→ The task
Please return the whole listing, character for character.

→ Materials provided
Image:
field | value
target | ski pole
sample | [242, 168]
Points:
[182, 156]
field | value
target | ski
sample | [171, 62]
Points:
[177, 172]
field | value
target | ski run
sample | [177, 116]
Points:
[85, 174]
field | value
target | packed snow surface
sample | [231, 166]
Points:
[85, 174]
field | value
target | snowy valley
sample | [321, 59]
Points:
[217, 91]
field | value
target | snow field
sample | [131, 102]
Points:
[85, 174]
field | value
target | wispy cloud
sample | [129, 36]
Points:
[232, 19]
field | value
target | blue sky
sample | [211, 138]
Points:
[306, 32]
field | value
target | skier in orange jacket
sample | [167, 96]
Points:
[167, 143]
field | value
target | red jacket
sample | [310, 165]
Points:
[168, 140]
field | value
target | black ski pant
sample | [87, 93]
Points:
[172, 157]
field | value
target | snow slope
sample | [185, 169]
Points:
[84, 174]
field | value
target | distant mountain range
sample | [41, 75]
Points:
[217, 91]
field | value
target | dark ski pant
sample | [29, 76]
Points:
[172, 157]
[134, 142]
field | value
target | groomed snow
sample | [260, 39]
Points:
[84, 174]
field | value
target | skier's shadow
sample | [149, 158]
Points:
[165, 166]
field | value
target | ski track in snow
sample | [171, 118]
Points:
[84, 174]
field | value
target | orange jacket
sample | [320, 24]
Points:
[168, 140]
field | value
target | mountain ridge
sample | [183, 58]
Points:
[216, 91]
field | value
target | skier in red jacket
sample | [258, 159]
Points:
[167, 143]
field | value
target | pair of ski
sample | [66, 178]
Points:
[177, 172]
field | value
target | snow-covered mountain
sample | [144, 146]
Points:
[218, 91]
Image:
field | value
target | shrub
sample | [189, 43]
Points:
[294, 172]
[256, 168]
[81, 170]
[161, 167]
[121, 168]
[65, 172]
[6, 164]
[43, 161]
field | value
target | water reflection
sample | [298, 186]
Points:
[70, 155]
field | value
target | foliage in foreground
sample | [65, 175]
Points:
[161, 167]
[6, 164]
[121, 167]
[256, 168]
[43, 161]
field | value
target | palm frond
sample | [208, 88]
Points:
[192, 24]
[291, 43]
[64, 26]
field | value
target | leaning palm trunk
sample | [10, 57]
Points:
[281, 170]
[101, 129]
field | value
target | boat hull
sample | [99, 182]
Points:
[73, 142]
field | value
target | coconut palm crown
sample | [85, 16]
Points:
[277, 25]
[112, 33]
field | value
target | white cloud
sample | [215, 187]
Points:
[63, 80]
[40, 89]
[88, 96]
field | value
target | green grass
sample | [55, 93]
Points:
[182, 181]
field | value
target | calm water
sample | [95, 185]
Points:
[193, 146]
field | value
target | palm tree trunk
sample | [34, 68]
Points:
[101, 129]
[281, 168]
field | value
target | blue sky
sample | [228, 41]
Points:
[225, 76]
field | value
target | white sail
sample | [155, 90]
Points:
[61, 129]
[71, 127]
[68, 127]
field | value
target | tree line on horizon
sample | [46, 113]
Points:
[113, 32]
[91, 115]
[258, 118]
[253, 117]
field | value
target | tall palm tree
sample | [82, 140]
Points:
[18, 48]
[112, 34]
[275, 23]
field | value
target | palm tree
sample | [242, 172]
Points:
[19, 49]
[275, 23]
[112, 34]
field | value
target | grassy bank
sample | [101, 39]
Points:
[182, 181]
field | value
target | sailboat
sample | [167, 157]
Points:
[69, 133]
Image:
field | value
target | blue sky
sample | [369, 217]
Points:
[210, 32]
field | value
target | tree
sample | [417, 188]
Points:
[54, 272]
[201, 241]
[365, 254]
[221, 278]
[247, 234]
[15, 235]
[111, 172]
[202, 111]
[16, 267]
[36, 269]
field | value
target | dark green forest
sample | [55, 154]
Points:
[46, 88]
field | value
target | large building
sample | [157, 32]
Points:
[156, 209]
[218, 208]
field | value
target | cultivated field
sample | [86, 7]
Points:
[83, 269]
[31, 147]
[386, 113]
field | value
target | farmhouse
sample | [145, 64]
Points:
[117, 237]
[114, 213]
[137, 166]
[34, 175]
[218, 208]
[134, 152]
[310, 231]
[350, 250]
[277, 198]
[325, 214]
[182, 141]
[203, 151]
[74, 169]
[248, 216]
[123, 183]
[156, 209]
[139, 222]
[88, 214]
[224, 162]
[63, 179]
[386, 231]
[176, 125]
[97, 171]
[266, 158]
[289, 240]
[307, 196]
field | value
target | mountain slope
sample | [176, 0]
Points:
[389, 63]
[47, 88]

→ Exercise answer
Image:
field | value
target | ski pole
sample | [242, 168]
Points:
[182, 156]
field | value
target | ski
sample | [171, 62]
Points:
[177, 172]
field | value
target | ski run
sample | [177, 116]
Points:
[85, 174]
field | value
target | packed snow surface
sample | [231, 166]
Points:
[85, 174]
field | value
target | snowy valley
sample | [321, 59]
Points:
[217, 91]
field | value
target | snow field
sample | [131, 102]
Points:
[85, 174]
field | value
target | wispy cloud
sample | [129, 36]
Points:
[232, 19]
field | value
target | blue sky
sample | [211, 138]
Points:
[306, 32]
field | value
target | skier in orange jacket
sample | [167, 96]
Points:
[167, 143]
field | value
target | red jacket
sample | [310, 165]
Points:
[168, 140]
field | value
target | black ski pant
sample | [87, 93]
Points:
[172, 157]
field | value
target | snow slope
sample | [185, 169]
Points:
[84, 174]
field | value
target | distant mountain range
sample | [41, 75]
Points:
[217, 91]
field | value
target | dark ski pant
sample | [29, 76]
Points:
[172, 157]
[134, 142]
field | value
target | groomed snow
sample | [260, 39]
Points:
[84, 174]
field | value
target | skier's shadow
sample | [149, 158]
Points:
[165, 166]
field | value
target | ski track in snow
sample | [171, 118]
Points:
[84, 174]
field | value
target | orange jacket
sample | [320, 24]
Points:
[168, 140]
field | value
target | mountain ridge
sample | [183, 58]
Points:
[216, 91]
field | value
target | skier in red jacket
sample | [258, 159]
Points:
[167, 143]
field | value
target | pair of ski
sample | [66, 178]
Points:
[177, 172]
field | value
target | snow-covered mountain
sample | [144, 146]
Points:
[218, 91]
Image:
field | value
target | shrub
sample | [189, 43]
Points:
[294, 172]
[256, 168]
[81, 170]
[161, 167]
[121, 168]
[65, 172]
[6, 164]
[43, 161]
field | value
target | water reflection
sample | [298, 186]
Points:
[70, 155]
field | value
target | foliage in foreground
sample | [65, 175]
Points:
[161, 167]
[6, 164]
[121, 167]
[256, 168]
[43, 161]
field | value
target | palm frond
sample | [208, 88]
Points:
[192, 24]
[291, 43]
[64, 26]
field | value
target | leaning palm trunk
sample | [10, 57]
Points:
[281, 170]
[101, 129]
field | value
target | boat hull
sample | [99, 182]
Points:
[73, 142]
field | value
target | coconut palm crown
sample | [85, 16]
Points:
[277, 25]
[112, 33]
field | value
target | white cloud
sample | [215, 187]
Points:
[63, 80]
[40, 89]
[88, 96]
field | value
target | green grass
sample | [55, 93]
Points:
[182, 181]
field | value
target | calm water
sample | [95, 185]
Points:
[193, 146]
field | value
target | palm tree trunk
sample | [34, 68]
Points:
[101, 129]
[281, 168]
field | value
target | blue sky
sample | [228, 41]
Points:
[225, 76]
field | value
target | white sail
sample | [155, 90]
Points:
[61, 129]
[71, 127]
[68, 127]
field | value
target | tree line on horizon
sample | [46, 113]
Points:
[113, 32]
[91, 115]
[258, 118]
[253, 117]
field | value
target | tall palm tree
sample | [82, 140]
Points:
[18, 48]
[112, 34]
[275, 23]
field | value
target | palm tree
sample | [242, 172]
Points:
[19, 49]
[275, 23]
[112, 34]
field | value
target | grassy bank
sample | [101, 39]
Points:
[182, 181]
field | value
target | sailboat
sample | [167, 157]
Points:
[69, 133]
Image:
field | value
target | blue sky
sample | [369, 217]
Points:
[210, 32]
field | value
target | tree
sample | [417, 188]
Points:
[54, 272]
[201, 241]
[365, 254]
[221, 278]
[247, 234]
[15, 235]
[111, 172]
[202, 111]
[16, 267]
[36, 269]
field | value
target | dark green forest
sample | [55, 154]
Points:
[46, 88]
field | value
target | large building
sample | [157, 32]
Points:
[156, 209]
[218, 208]
field | value
target | cultivated field
sample | [86, 7]
Points:
[83, 269]
[31, 147]
[386, 113]
field | value
target | farmhouse
sample | [145, 64]
Points:
[117, 237]
[114, 213]
[137, 166]
[34, 175]
[218, 208]
[134, 152]
[310, 231]
[350, 250]
[277, 198]
[325, 214]
[182, 141]
[203, 151]
[74, 169]
[248, 216]
[123, 183]
[156, 209]
[139, 222]
[88, 214]
[224, 162]
[63, 179]
[386, 231]
[176, 125]
[97, 171]
[266, 158]
[289, 240]
[307, 196]
field | value
target | mountain slope
sample | [176, 0]
Points:
[389, 63]
[47, 88]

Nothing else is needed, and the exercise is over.